■ Goal ■
Pick out every line in the records below that contains the word "coral", and copy each of those lines in full.

--- begin Provided data ---

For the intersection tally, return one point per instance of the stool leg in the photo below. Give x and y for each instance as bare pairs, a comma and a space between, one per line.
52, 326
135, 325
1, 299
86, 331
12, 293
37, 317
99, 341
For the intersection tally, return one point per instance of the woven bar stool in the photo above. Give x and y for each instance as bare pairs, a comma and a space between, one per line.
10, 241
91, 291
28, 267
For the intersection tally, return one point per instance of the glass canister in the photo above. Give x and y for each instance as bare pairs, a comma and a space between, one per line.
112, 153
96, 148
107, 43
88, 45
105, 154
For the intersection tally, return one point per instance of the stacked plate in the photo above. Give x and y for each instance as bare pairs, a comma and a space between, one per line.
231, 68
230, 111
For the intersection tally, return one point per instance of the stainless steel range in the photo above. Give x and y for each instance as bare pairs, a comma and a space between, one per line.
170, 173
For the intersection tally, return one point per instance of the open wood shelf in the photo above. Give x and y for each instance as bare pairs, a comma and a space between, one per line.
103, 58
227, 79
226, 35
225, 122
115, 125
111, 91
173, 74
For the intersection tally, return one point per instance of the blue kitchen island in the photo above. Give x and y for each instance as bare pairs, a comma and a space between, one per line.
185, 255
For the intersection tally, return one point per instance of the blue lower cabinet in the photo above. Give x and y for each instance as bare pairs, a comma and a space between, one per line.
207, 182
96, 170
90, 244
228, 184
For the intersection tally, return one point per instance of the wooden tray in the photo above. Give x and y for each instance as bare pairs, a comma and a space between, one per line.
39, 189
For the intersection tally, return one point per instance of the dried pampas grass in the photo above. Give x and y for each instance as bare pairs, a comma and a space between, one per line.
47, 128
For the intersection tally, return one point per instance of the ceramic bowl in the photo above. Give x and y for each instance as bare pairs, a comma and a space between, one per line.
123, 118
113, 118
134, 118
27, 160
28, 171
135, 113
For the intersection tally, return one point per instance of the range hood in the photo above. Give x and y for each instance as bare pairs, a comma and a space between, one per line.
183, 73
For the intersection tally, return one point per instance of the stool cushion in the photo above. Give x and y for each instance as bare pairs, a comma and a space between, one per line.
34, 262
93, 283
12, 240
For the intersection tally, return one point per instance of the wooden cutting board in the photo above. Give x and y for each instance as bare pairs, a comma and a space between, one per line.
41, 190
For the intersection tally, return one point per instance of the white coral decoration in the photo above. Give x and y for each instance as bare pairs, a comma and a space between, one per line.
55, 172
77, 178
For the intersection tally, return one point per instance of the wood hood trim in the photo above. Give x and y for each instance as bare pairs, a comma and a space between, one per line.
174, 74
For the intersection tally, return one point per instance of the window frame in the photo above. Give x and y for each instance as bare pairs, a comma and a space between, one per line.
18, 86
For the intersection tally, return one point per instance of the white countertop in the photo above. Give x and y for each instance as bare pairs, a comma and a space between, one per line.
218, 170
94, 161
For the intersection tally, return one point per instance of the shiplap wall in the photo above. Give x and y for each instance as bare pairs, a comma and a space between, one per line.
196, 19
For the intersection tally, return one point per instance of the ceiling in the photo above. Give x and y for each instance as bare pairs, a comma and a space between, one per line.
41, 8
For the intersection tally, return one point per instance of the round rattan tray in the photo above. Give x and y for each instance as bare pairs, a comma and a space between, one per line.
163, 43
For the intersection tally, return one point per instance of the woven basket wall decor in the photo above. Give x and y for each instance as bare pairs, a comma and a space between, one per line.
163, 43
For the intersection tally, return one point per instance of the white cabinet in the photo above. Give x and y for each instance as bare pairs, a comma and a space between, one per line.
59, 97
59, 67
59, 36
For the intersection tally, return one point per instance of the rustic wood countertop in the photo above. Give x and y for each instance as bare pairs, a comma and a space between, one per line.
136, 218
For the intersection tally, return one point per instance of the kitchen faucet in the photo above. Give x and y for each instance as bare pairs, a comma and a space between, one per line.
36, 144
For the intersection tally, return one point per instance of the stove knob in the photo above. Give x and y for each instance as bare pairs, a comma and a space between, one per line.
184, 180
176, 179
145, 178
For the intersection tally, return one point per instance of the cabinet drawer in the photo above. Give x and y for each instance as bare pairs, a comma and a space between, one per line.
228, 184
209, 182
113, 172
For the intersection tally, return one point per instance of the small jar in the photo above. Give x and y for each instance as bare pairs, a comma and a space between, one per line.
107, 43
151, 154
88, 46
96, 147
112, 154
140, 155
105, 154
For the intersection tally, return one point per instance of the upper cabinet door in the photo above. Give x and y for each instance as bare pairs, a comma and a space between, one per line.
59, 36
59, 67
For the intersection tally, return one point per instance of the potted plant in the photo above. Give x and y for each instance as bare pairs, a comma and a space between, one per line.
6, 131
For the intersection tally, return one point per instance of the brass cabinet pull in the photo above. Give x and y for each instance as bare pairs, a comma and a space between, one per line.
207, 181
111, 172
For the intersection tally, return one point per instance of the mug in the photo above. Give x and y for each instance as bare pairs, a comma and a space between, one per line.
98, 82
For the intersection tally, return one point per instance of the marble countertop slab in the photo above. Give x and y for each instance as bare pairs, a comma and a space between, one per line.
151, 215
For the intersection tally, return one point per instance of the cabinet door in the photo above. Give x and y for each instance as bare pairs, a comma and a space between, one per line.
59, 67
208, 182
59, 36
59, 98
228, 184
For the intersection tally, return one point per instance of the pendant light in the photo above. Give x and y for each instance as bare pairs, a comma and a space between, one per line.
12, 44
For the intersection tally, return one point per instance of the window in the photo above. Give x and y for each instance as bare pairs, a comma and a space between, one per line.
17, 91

--- end Provided data ---
--- begin Provided data ---

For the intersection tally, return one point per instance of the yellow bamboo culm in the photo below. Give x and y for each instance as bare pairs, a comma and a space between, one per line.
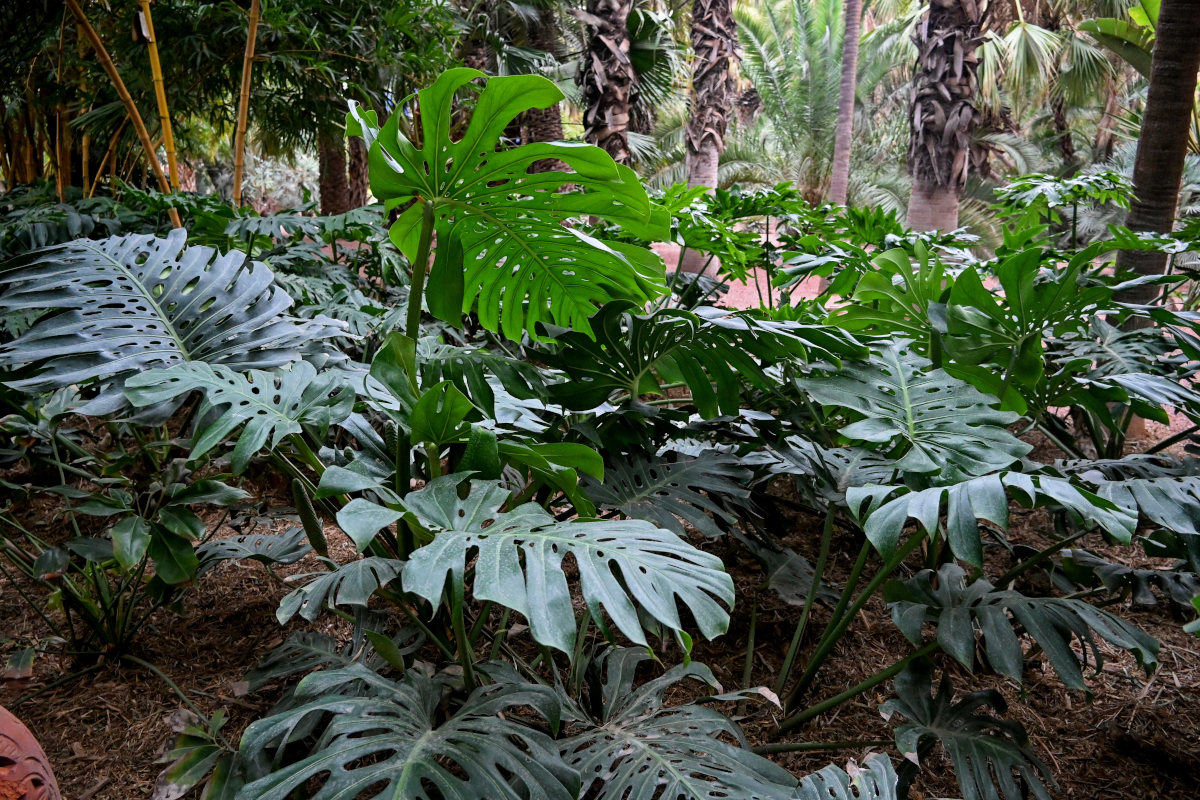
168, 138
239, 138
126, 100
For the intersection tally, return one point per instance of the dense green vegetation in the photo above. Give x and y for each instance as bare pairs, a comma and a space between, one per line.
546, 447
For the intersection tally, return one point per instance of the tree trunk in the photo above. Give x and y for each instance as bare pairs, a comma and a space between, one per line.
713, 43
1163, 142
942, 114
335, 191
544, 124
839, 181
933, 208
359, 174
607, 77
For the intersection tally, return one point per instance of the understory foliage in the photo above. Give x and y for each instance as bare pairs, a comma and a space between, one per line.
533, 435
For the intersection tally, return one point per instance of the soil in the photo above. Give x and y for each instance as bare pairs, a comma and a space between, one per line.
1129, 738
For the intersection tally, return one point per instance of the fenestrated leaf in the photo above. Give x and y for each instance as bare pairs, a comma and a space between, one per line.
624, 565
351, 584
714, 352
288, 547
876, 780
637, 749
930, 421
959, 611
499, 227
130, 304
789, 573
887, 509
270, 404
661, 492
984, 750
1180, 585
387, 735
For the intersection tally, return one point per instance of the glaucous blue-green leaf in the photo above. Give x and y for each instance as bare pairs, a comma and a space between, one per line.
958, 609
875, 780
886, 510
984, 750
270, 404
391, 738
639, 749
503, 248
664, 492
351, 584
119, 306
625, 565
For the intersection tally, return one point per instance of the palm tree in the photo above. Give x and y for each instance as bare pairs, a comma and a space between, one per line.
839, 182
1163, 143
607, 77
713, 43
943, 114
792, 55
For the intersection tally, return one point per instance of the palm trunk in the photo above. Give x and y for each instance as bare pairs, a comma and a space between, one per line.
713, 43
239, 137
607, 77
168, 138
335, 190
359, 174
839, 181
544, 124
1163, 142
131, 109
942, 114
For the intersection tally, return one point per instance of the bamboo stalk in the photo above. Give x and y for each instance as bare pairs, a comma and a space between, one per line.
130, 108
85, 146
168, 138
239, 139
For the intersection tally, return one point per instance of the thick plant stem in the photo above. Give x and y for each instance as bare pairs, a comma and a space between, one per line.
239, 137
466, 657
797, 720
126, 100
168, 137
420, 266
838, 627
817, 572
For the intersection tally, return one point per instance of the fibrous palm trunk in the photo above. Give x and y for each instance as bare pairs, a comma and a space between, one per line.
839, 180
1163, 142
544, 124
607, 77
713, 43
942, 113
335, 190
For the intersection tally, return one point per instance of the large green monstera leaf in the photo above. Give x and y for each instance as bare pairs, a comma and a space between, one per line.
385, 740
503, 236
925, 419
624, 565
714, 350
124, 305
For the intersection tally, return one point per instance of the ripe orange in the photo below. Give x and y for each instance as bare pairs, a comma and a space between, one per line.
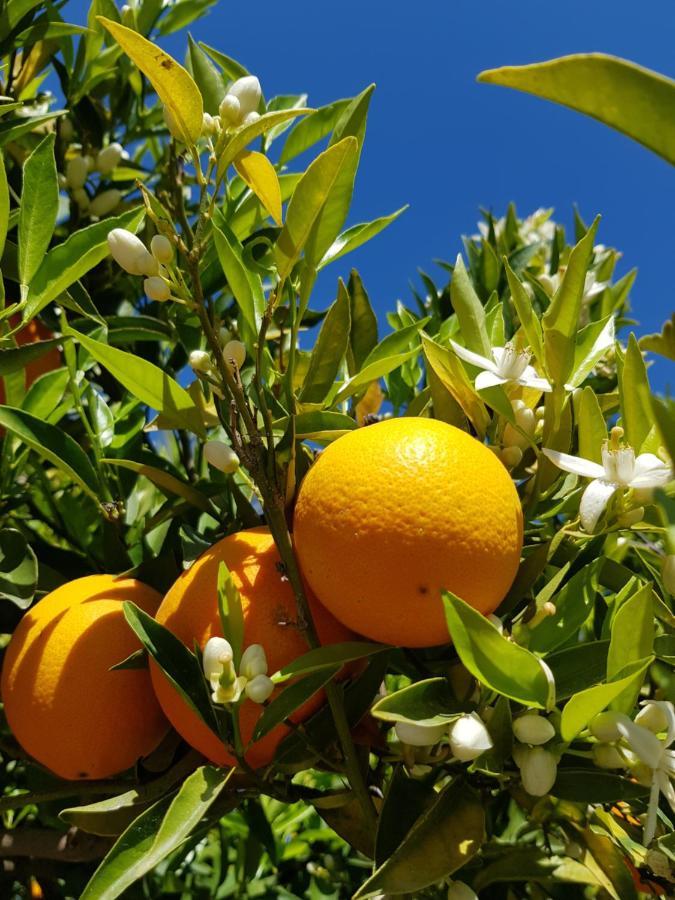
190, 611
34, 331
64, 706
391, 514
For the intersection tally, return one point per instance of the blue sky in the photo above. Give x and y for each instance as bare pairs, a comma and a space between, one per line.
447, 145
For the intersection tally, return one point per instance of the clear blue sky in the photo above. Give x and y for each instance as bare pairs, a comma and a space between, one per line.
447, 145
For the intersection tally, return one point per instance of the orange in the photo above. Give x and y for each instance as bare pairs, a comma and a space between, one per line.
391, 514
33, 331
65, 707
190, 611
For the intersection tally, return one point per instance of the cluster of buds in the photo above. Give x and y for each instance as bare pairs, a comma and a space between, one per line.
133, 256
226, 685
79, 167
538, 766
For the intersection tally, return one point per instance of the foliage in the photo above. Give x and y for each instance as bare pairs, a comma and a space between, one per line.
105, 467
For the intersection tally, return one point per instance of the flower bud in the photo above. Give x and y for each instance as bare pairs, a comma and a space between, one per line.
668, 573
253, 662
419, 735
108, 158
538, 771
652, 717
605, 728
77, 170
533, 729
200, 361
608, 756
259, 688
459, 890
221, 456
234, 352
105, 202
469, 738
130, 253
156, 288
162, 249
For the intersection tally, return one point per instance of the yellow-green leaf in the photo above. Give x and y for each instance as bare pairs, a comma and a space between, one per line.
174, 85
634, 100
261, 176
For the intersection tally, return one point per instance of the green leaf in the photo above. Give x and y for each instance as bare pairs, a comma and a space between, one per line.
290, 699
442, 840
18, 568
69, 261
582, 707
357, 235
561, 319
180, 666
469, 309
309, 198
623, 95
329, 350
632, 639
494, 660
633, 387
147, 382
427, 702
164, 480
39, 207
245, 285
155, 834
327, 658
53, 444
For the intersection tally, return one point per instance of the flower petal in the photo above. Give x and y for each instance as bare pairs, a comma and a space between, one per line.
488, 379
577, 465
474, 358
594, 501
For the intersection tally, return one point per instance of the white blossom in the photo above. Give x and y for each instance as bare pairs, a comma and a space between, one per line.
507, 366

--- end Provided data ---
--- begin Provided data ---

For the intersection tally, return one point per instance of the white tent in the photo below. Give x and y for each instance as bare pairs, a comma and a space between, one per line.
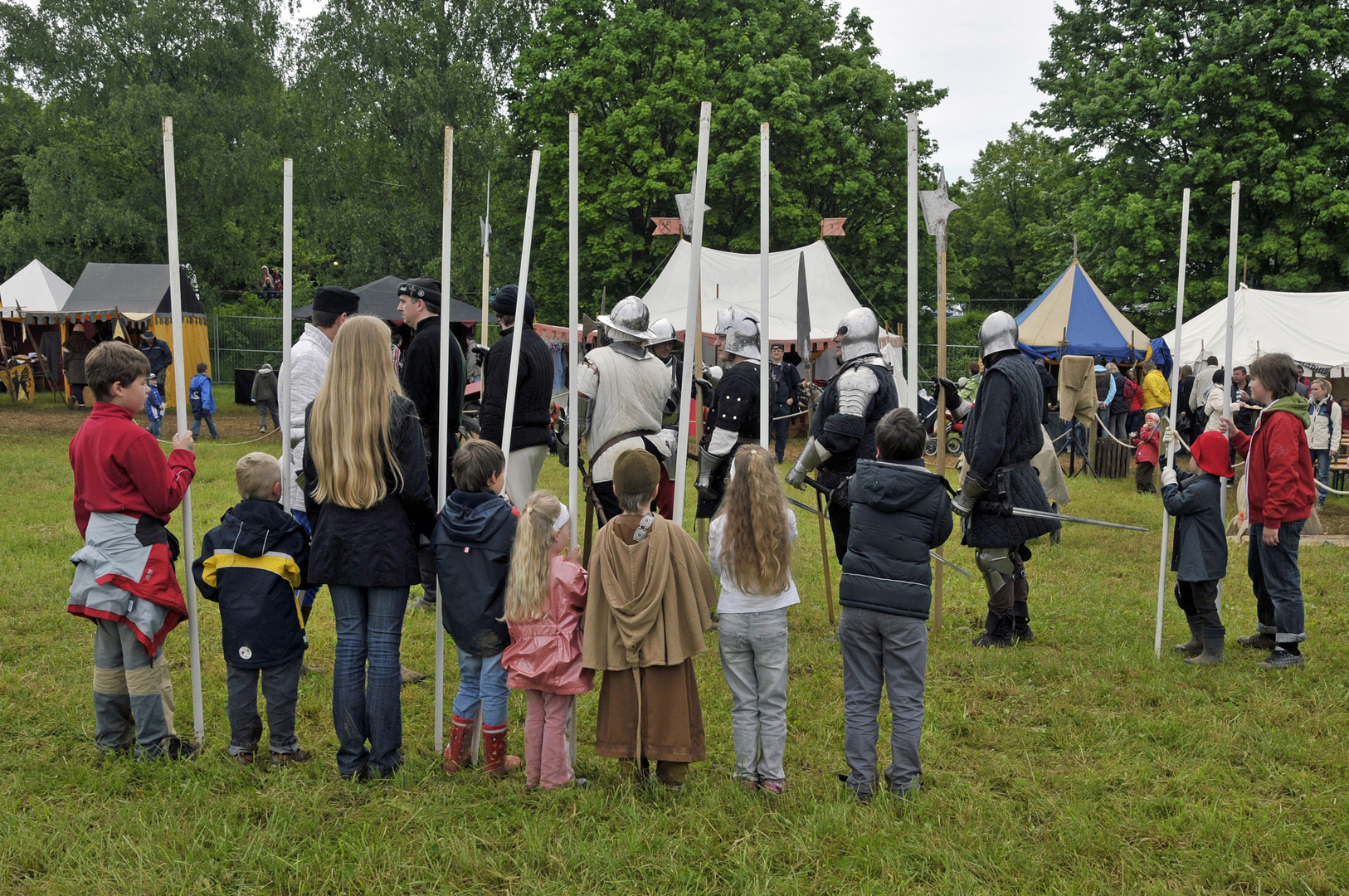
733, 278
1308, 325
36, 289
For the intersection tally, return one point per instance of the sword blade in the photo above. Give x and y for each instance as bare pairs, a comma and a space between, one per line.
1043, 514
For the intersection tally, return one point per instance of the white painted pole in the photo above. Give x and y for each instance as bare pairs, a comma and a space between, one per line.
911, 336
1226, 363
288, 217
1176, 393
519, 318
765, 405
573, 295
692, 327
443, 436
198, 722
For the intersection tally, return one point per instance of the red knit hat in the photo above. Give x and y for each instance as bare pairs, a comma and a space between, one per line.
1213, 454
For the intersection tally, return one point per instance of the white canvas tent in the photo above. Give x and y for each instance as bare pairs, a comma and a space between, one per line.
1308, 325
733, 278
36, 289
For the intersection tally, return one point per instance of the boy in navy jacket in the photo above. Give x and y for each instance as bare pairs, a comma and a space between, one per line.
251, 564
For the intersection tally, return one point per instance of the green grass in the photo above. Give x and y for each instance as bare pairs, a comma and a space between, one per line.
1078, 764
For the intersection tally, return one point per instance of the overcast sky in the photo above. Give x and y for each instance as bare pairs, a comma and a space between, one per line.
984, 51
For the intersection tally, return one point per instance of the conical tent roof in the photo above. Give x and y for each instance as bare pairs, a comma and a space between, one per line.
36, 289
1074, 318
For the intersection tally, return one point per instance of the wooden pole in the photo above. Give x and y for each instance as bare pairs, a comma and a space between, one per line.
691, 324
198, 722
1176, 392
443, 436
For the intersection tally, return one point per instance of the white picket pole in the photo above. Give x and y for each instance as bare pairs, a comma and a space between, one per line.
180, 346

--- end Provided data ---

■ Task answer ■
For the intersection tally, return one point per instance of the white coral decoration in the photo above. Give x and y for each instance as bare pairs, a comma and a space between, one per line.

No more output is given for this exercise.